> _Questão breve 1_
Responda a estas perguntas sobre o acórdão:
(a) Até que dia a entidade devedora tem de entregar ao Estado o montante retido?
(b) Que quantia pediu a Autora que o Réu fosse condenado a pagar-lhe?
(c) Que quantia pediu o Réu em reconvenção?

> _Texto para leitura_
· · · · ·
II - A matéria de facto cuida apenas de factos, enquanto ocorrências concretas da vida, percetíveis aos sentidos humanos. O pedido formulado na acção, a abordagem das regras legais e do sentido jurídico da decisão não integram impugnação da matéria de facto.

III - Se o Recorrente não identifica quais os “concretos pontos de facto” tidos por incorretamente julgados, não faz qualquer referência aos “concretos meios probatórios” que em sua opinião impunham decisão diversa, nem sobre o “sentido da decisão” que deveria ser proferida, há que rejeitar a reapreciação da matéria de facto, sem qualquer convite a aperfeiçoamento das conclusões.

IV - O momento relevante para a retenção na fonte do montante devido em sede de IRS por honorários relativos a prestação de serviços é o da respetiva liquidação, e não o do efetivo recebimento dos honorários por quem a eles tem direito. Em consonância, a entidade devedora terá de entregar ao Estado o montante retido até ao dia 20 do mês seguinte àquele em que o deduziu, e não àquele em que pagou os honorários.

Decisão Texto Integral:
ACORDAM NO TRIBUNAL DA RELAÇÃO DE COIMBRA

I - HISTÓRICO DO PROCESSO

                1.            S... (de futuro, apenas Autora) instaurou ação contra N... (de futuro, apenas Réu) pedindo a sua condenação a pagar-lhe € 5.443,25, acrescidos de juros, a título de indemnização.

                Fundamentou o seu pedido alegando ter com ele outorgado um contrato de prestação de serviços de contabilidade e assessoria fiscal, que o Réu prestou de forma defeituosa (responsabilidade contratual), vindo a causar-lhe danos diversos, tendo ainda violado diversos deveres dos técnicos oficiais de contas (responsabilidade delitual).

                O Réu contestou, alegando que a Autora não lhe forneceu condições de trabalho, designadamente ligação à Internet e de software adequado, bem como falta das informações e decisões necessárias à prossecução das suas funções.

                Em reconvenção, pediu a condenação da Autora a pagar-lhe € 3.250,00, acrescidos de juros vincendos, preço devido por uma licença de utilizador e por um estudo efetuados a pedido da Autora.

                Em despacho saneador delimitou-se a matéria de facto controvertida.
· · · · ·
> _Registos apresentados_
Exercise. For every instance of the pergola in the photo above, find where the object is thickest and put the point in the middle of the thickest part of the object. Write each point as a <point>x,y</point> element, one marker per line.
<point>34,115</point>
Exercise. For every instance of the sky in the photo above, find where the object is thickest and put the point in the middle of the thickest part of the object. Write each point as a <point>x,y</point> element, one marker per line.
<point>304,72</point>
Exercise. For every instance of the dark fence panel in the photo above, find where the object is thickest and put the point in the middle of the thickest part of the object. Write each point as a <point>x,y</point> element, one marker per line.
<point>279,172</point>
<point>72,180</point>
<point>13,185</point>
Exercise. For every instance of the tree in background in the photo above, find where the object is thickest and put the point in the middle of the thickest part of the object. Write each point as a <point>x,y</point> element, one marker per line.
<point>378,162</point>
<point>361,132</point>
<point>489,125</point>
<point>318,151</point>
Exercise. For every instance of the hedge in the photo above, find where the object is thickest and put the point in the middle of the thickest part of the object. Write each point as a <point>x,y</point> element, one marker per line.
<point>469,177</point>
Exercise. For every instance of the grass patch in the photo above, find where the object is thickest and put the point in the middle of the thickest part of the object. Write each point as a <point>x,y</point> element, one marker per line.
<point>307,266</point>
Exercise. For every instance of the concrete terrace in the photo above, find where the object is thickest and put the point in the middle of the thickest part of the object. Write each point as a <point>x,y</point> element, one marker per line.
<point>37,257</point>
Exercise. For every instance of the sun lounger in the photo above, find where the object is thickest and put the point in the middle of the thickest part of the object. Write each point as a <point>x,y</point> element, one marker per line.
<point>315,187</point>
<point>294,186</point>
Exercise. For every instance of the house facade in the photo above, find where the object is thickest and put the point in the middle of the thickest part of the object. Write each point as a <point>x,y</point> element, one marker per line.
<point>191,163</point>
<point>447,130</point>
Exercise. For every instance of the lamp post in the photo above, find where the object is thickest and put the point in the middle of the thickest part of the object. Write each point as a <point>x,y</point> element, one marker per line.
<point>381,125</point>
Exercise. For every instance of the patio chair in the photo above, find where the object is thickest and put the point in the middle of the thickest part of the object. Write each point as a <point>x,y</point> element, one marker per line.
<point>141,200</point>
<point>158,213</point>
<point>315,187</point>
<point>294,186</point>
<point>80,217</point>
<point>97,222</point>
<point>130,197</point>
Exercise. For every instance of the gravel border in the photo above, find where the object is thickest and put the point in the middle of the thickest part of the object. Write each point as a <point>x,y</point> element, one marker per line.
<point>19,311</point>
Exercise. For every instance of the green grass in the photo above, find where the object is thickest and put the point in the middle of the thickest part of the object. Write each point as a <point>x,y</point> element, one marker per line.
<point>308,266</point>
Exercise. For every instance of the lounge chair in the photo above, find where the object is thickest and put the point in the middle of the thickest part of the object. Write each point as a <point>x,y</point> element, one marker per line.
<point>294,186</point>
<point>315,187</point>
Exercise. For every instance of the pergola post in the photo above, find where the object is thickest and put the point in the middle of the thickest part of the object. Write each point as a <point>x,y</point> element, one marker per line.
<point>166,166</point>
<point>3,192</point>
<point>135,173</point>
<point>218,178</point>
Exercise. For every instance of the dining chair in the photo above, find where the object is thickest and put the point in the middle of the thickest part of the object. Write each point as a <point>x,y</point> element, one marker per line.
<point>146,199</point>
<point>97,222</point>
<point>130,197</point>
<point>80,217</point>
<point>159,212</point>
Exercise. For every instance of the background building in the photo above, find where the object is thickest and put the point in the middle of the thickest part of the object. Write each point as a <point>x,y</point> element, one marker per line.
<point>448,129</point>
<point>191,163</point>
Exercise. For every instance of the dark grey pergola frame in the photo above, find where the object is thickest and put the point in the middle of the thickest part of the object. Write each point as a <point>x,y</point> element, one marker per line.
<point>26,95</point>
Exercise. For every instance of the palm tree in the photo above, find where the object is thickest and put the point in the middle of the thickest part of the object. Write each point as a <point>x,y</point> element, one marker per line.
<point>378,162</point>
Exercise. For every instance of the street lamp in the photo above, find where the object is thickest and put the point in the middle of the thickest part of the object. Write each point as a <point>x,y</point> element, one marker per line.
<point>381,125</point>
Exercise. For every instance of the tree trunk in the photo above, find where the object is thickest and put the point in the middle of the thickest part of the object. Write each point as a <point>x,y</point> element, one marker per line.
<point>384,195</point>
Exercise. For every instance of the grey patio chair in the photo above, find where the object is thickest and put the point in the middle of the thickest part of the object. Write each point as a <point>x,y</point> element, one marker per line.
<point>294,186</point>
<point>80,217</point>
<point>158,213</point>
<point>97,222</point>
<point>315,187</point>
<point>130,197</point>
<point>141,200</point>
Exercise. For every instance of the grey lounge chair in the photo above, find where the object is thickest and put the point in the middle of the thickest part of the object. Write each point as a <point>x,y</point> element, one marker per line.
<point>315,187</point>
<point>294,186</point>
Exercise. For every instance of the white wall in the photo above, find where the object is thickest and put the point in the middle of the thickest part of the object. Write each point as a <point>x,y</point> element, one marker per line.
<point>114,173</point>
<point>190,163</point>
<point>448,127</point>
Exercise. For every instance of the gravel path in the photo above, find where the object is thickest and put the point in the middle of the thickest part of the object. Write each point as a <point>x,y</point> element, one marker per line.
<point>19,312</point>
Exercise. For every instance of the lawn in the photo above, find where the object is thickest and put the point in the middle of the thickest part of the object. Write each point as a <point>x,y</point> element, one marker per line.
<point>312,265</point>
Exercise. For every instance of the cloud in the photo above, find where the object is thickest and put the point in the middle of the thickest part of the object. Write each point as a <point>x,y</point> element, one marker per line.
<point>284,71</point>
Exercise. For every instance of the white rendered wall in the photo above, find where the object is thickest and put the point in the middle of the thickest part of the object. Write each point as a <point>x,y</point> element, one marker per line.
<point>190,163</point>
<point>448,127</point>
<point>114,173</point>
· · · · ·
> _Questão breve 2_
Reescreva o trecho dos registos que vai do início até à linha que contém "<point>34,115</point>", com ambas as pontas incluídas. Mantenha os pedidos e acrescente 89 a cada número das coordenadas das respostas.

> _Resposta esperada 1_
(a) Até ao dia 20 do mês seguinte àquele em que deduziu o montante.
(b) € 5.443,25, acrescidos de juros, a título de indemnização.
(c) € 3.250,00, acrescidos de juros vincendos.

> _Resposta esperada 2_
Exercise. For every instance of the pergola in the photo above, find where the object is thickest and put the point in the middle of the thickest part of the object. Write each point as a <point>x,y</point> element, one marker per line.
<point>123,204</point>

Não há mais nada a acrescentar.